**REQUEST**
Copy everything from the line containing "Target: walnut wood finish" down to the end of the entries, swapping "walnut" for "oak" and leaving the rest as it is.

--- START RECORDS SUPPLIED ---

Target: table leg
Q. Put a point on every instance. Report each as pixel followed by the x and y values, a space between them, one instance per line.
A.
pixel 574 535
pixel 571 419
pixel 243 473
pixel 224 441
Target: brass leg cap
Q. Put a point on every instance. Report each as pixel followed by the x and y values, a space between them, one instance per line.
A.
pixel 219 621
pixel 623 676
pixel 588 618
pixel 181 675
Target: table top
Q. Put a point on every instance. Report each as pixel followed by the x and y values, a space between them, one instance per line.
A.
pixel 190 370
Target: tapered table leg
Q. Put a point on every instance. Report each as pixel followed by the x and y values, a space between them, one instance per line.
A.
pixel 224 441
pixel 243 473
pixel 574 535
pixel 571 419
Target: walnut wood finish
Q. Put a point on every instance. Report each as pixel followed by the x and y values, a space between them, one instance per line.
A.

--- END RECORDS SUPPLIED ---

**THE RESULT**
Target: oak wood finish
Q. Put a point on every instance. Report each as pixel followed by the x and y values, a space between them, one instance per line.
A.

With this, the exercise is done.